◆ Brief ◆
Copy the rows from the line with "Roadside-survey request: point out the white ruffled" through the end of the rows, swapping "white" for "ivory" and keeping everything else the same. Leave the pictures out.

## begin Material supplied

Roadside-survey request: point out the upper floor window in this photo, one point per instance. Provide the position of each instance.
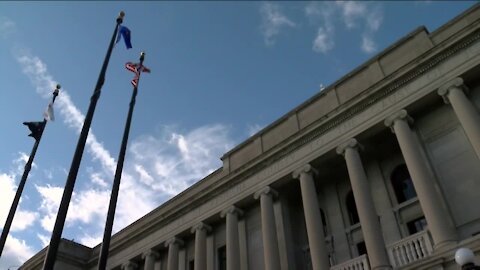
(222, 258)
(352, 209)
(402, 184)
(324, 222)
(416, 225)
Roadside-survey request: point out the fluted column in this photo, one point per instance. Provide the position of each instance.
(173, 245)
(233, 247)
(269, 228)
(201, 230)
(467, 114)
(129, 266)
(150, 256)
(313, 220)
(372, 232)
(439, 222)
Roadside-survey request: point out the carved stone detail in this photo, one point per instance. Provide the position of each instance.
(267, 191)
(231, 210)
(201, 226)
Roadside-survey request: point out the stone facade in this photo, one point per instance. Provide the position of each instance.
(380, 170)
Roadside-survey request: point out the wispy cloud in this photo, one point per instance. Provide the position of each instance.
(158, 166)
(252, 129)
(16, 252)
(366, 16)
(352, 12)
(7, 27)
(324, 14)
(178, 160)
(273, 21)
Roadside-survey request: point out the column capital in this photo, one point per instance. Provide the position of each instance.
(174, 240)
(351, 143)
(231, 210)
(307, 168)
(129, 264)
(455, 84)
(201, 226)
(400, 115)
(265, 191)
(149, 253)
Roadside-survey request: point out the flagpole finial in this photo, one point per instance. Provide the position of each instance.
(120, 17)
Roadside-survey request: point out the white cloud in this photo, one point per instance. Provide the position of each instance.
(90, 241)
(323, 41)
(44, 239)
(159, 167)
(51, 197)
(178, 160)
(323, 12)
(368, 45)
(273, 20)
(253, 129)
(352, 12)
(23, 218)
(15, 253)
(7, 27)
(366, 16)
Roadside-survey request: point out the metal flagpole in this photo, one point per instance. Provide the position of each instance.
(37, 135)
(102, 261)
(77, 158)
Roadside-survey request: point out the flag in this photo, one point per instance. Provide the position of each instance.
(124, 32)
(36, 129)
(135, 81)
(136, 68)
(48, 114)
(131, 66)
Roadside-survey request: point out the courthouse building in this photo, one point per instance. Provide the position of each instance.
(380, 170)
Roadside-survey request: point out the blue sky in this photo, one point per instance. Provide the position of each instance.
(220, 72)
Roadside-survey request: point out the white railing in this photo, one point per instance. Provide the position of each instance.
(358, 263)
(411, 249)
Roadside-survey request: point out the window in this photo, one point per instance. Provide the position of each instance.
(352, 209)
(324, 222)
(361, 248)
(222, 258)
(402, 184)
(416, 225)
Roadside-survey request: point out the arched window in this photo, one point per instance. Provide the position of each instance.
(402, 184)
(352, 209)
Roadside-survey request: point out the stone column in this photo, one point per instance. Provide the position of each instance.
(269, 228)
(372, 232)
(233, 247)
(129, 266)
(173, 245)
(150, 256)
(201, 230)
(439, 223)
(313, 220)
(453, 93)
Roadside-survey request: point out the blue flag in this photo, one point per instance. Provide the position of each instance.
(125, 33)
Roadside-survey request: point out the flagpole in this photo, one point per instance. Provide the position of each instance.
(21, 185)
(102, 261)
(77, 158)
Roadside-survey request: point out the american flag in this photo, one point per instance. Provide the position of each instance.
(136, 68)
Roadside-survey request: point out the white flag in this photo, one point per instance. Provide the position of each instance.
(48, 114)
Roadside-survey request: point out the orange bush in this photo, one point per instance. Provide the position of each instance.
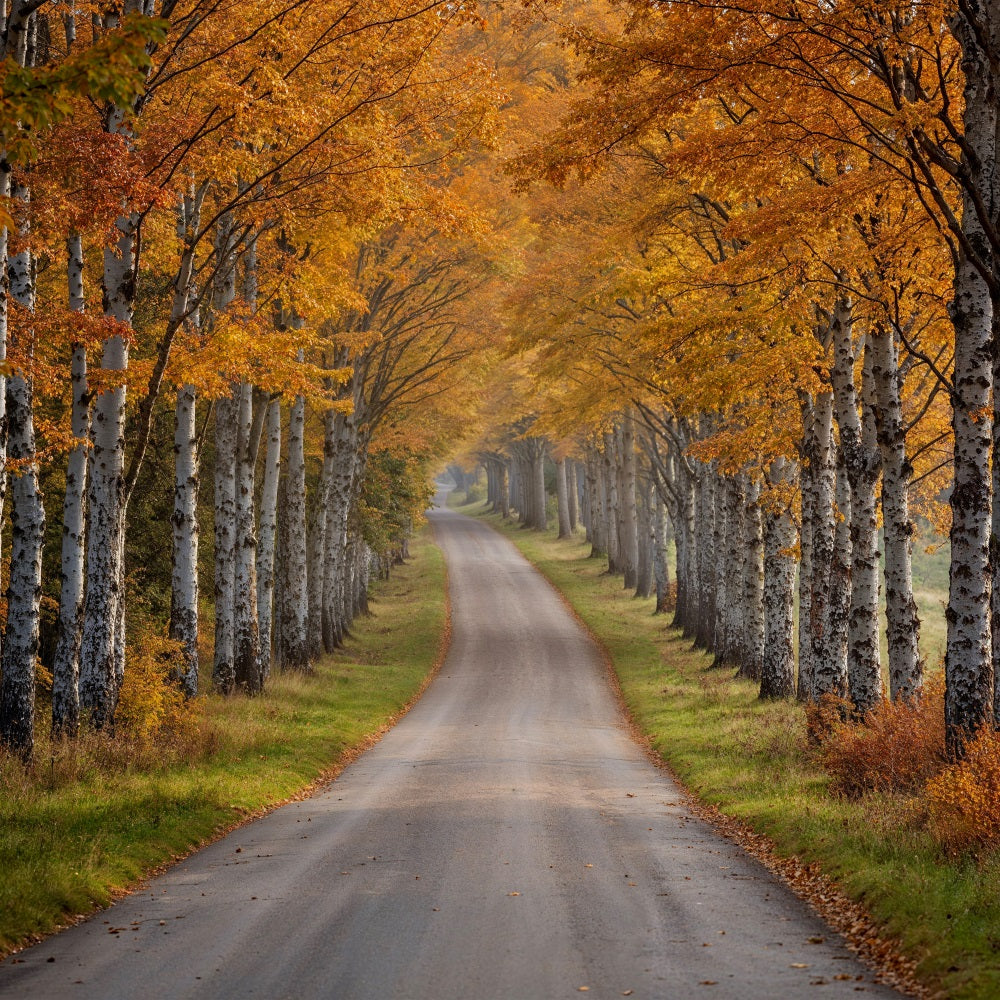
(963, 800)
(896, 748)
(151, 702)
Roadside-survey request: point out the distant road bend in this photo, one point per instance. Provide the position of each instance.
(507, 839)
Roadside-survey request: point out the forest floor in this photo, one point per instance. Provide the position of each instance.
(90, 819)
(751, 761)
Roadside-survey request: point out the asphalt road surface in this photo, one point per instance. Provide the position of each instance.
(506, 840)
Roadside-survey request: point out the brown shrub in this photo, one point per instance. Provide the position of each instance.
(896, 748)
(963, 800)
(151, 705)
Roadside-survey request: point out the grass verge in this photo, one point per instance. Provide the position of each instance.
(91, 819)
(749, 759)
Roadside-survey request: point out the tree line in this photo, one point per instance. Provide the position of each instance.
(233, 265)
(766, 235)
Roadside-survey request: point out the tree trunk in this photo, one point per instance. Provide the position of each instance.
(629, 519)
(267, 538)
(862, 463)
(830, 564)
(66, 661)
(572, 495)
(903, 625)
(20, 641)
(538, 486)
(752, 663)
(705, 548)
(611, 504)
(184, 588)
(226, 440)
(99, 651)
(246, 638)
(294, 605)
(317, 555)
(778, 669)
(731, 652)
(646, 536)
(807, 568)
(968, 658)
(661, 566)
(562, 499)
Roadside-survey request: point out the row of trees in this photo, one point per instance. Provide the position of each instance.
(260, 199)
(771, 243)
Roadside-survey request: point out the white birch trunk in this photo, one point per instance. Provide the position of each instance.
(720, 532)
(66, 660)
(829, 673)
(317, 555)
(752, 663)
(862, 462)
(807, 493)
(267, 537)
(968, 658)
(661, 567)
(562, 499)
(184, 579)
(100, 652)
(294, 650)
(705, 550)
(646, 536)
(541, 520)
(572, 496)
(609, 479)
(226, 435)
(778, 668)
(246, 640)
(731, 653)
(629, 517)
(20, 641)
(903, 623)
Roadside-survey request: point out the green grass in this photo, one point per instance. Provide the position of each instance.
(91, 820)
(750, 760)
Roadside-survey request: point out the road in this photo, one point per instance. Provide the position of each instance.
(507, 839)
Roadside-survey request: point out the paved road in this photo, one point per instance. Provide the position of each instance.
(506, 840)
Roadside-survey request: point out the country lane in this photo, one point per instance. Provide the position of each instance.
(507, 839)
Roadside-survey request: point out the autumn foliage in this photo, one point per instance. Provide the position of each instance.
(895, 748)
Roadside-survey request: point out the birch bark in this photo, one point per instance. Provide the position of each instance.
(20, 642)
(705, 549)
(862, 463)
(184, 588)
(778, 668)
(294, 648)
(807, 570)
(66, 660)
(751, 664)
(572, 496)
(562, 499)
(267, 535)
(246, 639)
(903, 624)
(629, 519)
(968, 658)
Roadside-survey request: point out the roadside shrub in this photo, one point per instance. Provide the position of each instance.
(896, 748)
(963, 800)
(151, 702)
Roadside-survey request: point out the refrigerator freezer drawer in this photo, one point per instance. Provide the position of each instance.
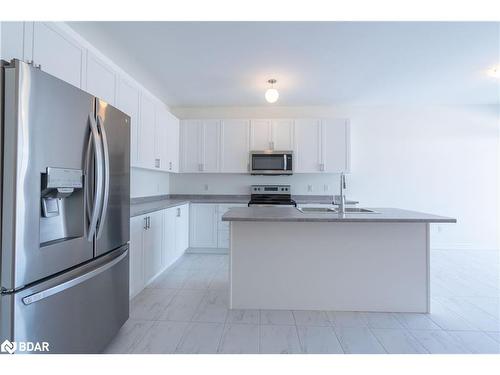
(77, 312)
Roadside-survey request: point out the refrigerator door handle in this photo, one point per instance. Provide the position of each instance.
(28, 300)
(105, 147)
(96, 138)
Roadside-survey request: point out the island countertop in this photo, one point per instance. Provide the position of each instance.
(291, 214)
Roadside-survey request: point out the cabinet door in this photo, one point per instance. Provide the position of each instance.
(128, 102)
(100, 79)
(152, 244)
(307, 146)
(335, 145)
(169, 236)
(147, 123)
(11, 40)
(210, 146)
(235, 145)
(172, 142)
(137, 225)
(191, 139)
(57, 53)
(260, 135)
(181, 230)
(203, 225)
(161, 154)
(282, 135)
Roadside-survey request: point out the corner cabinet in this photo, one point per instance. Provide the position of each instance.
(157, 240)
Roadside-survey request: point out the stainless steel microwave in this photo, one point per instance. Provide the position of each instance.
(271, 162)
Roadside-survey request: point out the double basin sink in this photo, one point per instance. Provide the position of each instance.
(328, 210)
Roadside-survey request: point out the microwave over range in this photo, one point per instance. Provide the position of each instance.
(271, 162)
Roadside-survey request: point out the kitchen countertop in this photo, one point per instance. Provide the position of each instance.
(144, 205)
(290, 214)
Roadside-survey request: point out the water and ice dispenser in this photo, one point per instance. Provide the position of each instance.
(62, 205)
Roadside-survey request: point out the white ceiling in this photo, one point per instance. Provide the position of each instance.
(315, 63)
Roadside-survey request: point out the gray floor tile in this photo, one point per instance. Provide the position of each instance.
(438, 342)
(162, 338)
(398, 341)
(149, 304)
(319, 340)
(382, 320)
(347, 319)
(183, 306)
(358, 340)
(476, 342)
(311, 318)
(128, 337)
(243, 316)
(279, 339)
(201, 338)
(277, 317)
(213, 307)
(240, 339)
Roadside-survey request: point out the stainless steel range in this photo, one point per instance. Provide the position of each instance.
(271, 195)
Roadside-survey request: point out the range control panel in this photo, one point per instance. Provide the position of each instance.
(271, 189)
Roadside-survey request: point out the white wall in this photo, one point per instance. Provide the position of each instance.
(437, 159)
(145, 183)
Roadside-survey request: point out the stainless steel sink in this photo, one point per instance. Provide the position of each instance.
(328, 210)
(359, 210)
(317, 210)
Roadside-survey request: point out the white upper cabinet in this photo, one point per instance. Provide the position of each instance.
(146, 136)
(11, 40)
(200, 146)
(128, 102)
(100, 79)
(307, 146)
(335, 145)
(57, 53)
(161, 137)
(172, 142)
(260, 135)
(191, 138)
(282, 135)
(235, 146)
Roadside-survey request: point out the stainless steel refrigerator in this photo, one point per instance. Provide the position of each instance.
(65, 186)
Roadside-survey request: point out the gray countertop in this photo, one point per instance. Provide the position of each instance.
(144, 205)
(289, 214)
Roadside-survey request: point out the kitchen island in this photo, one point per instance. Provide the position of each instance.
(282, 258)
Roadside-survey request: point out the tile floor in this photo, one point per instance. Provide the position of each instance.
(185, 310)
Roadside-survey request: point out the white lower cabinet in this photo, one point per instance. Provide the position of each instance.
(152, 245)
(157, 240)
(203, 225)
(175, 234)
(136, 257)
(207, 230)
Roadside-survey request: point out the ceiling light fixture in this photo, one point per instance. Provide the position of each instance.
(494, 72)
(272, 94)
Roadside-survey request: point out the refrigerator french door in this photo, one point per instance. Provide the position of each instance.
(65, 213)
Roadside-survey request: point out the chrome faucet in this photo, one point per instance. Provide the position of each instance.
(341, 203)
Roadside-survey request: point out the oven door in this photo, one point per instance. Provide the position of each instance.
(275, 163)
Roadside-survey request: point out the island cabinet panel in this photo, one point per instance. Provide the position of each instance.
(203, 225)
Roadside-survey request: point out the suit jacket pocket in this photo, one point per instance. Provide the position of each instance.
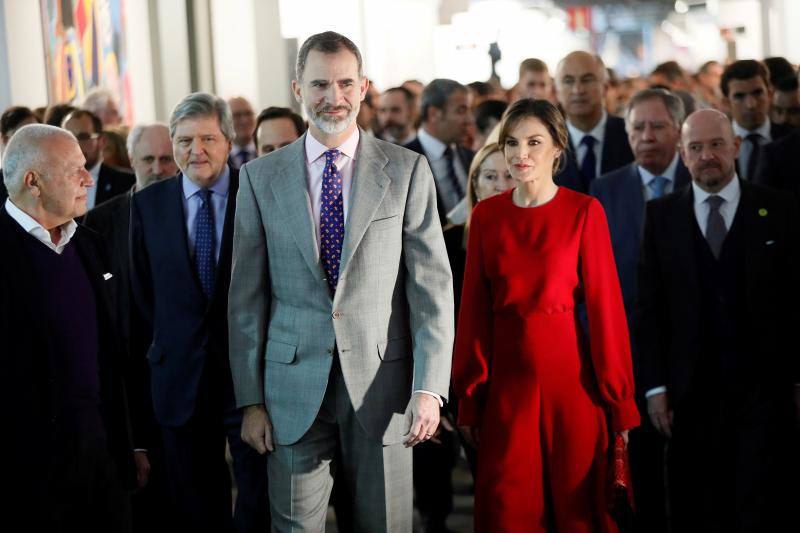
(280, 352)
(394, 349)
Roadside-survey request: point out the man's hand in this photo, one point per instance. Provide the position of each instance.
(423, 409)
(660, 413)
(142, 468)
(257, 429)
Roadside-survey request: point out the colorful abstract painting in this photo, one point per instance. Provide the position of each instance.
(85, 48)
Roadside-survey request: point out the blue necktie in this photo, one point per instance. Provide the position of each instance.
(331, 219)
(658, 185)
(204, 243)
(589, 163)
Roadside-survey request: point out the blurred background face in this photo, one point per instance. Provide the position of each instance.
(709, 150)
(493, 177)
(200, 149)
(90, 141)
(652, 135)
(749, 101)
(244, 120)
(529, 151)
(394, 115)
(580, 86)
(275, 133)
(152, 158)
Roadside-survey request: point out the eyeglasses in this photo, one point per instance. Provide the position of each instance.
(83, 137)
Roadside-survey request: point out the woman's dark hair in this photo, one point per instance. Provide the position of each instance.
(547, 114)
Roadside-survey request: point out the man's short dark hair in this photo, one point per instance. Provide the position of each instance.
(274, 112)
(436, 94)
(13, 117)
(488, 110)
(97, 124)
(328, 42)
(744, 69)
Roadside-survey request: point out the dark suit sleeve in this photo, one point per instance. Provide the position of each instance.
(650, 311)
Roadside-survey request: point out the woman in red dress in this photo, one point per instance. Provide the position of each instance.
(536, 394)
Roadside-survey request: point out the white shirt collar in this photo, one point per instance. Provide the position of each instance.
(32, 227)
(598, 132)
(315, 149)
(764, 130)
(730, 193)
(669, 173)
(433, 147)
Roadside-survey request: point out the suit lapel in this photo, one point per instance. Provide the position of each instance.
(290, 187)
(370, 184)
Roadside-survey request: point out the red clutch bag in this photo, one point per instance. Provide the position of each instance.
(621, 490)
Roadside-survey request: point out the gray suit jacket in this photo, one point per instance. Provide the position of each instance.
(391, 319)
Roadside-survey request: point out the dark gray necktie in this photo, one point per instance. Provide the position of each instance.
(715, 227)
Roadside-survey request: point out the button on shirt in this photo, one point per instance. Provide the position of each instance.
(434, 152)
(37, 230)
(669, 174)
(598, 132)
(192, 201)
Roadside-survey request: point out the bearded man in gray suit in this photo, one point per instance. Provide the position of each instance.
(340, 306)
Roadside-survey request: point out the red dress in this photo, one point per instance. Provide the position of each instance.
(526, 374)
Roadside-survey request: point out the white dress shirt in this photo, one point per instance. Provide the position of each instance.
(599, 134)
(669, 174)
(434, 152)
(37, 230)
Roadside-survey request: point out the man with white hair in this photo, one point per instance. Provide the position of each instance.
(61, 390)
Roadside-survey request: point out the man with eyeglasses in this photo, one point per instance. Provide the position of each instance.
(598, 143)
(108, 181)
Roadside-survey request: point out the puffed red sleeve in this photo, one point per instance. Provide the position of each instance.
(473, 348)
(608, 327)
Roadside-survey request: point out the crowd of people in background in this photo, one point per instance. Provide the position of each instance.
(688, 186)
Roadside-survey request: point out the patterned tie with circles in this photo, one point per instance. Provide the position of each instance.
(204, 243)
(331, 219)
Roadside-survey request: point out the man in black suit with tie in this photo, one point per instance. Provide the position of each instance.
(181, 240)
(597, 142)
(445, 117)
(653, 121)
(63, 405)
(108, 181)
(746, 87)
(715, 316)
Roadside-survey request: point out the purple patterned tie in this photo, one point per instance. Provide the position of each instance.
(331, 219)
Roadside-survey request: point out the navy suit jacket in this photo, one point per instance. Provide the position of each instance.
(622, 196)
(182, 333)
(616, 153)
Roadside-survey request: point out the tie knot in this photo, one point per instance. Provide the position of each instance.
(715, 202)
(331, 155)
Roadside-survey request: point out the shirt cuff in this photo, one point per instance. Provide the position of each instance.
(429, 393)
(655, 390)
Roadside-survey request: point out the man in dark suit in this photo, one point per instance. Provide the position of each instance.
(108, 181)
(597, 142)
(150, 150)
(714, 319)
(445, 116)
(653, 121)
(181, 238)
(70, 452)
(747, 90)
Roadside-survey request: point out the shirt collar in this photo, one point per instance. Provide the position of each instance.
(763, 130)
(432, 146)
(315, 149)
(30, 225)
(219, 187)
(730, 193)
(669, 173)
(598, 132)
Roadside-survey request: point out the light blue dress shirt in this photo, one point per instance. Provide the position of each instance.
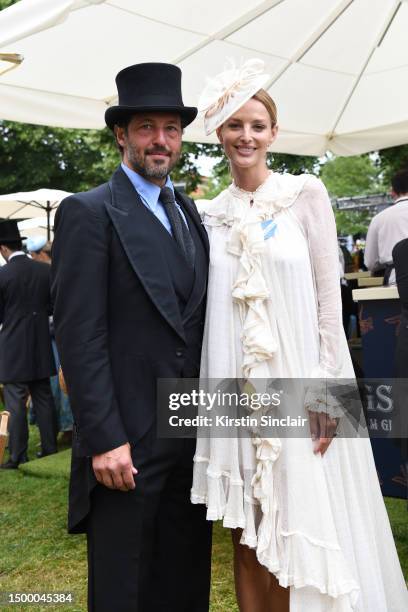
(149, 194)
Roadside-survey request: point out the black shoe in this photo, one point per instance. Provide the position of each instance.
(9, 465)
(41, 454)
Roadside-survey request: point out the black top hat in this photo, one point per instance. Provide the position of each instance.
(149, 87)
(9, 231)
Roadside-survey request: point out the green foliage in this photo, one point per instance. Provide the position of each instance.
(391, 160)
(351, 176)
(294, 164)
(33, 156)
(349, 222)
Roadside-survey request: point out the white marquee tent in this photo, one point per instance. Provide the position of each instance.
(339, 68)
(36, 207)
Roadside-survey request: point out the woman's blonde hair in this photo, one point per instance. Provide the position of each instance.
(263, 97)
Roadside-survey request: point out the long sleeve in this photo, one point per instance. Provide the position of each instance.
(314, 210)
(79, 291)
(371, 253)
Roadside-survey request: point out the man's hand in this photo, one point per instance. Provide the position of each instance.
(114, 469)
(322, 429)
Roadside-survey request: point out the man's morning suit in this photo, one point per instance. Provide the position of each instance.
(129, 310)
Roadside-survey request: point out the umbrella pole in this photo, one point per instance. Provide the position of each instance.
(48, 209)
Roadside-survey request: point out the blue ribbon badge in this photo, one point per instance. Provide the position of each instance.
(269, 227)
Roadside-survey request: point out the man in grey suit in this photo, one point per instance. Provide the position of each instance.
(26, 358)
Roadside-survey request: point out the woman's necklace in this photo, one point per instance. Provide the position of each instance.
(252, 194)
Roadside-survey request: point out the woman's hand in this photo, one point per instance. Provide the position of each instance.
(322, 429)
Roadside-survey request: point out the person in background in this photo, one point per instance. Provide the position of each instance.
(387, 228)
(26, 359)
(40, 250)
(400, 259)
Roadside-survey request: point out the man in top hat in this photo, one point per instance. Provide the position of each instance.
(26, 358)
(129, 265)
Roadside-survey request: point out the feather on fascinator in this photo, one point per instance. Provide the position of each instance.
(228, 91)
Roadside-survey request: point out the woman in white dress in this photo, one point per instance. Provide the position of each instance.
(309, 527)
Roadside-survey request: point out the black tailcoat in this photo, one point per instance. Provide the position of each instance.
(127, 310)
(25, 342)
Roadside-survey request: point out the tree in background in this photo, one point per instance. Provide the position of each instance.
(352, 176)
(391, 160)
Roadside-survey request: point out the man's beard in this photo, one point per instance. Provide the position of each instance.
(148, 168)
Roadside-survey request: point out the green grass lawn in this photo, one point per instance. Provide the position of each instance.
(36, 554)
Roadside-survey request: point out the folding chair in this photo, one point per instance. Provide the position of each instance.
(4, 416)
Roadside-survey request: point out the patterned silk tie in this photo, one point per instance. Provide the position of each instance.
(180, 230)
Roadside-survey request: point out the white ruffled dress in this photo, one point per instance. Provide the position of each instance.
(318, 524)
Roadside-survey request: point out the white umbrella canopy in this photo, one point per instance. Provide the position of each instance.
(339, 68)
(36, 207)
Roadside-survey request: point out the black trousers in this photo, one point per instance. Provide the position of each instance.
(149, 550)
(15, 398)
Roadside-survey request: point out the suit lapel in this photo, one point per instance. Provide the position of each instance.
(195, 218)
(202, 255)
(140, 237)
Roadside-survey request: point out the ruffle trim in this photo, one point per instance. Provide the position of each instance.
(296, 559)
(246, 241)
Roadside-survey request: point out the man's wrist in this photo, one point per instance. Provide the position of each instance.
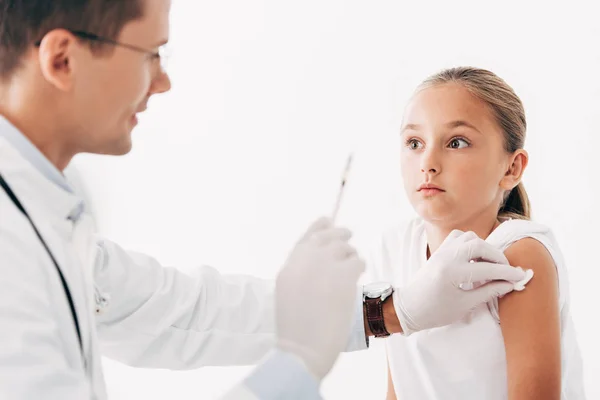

## end Material supplied

◆ Solution to this task ◆
Roadside-survey request: point out the ivory ruffled dress in this photo, one point per instance. Provide the position of each instance.
(318, 524)
Roadside-survey request: point out the ivory umbrella canopy in this photo, one point per instance. Provide the position of each instance.
(339, 68)
(36, 207)
Roadside-survey request: point out the black trousers in this photo, one point per instance. Provide the position of each instance.
(149, 550)
(15, 398)
Roadside-survey request: point out the suit lapel in this photo, one point per instance. Provide the position of each instance.
(195, 218)
(202, 255)
(140, 237)
Roadside-survey request: point out the ruffle trim in this photo, one point per instance. Provide the position of each instance.
(296, 559)
(246, 241)
Roadside-survey request: point out the man's wrist in this photo, one point per instance. Provide the position of each instance.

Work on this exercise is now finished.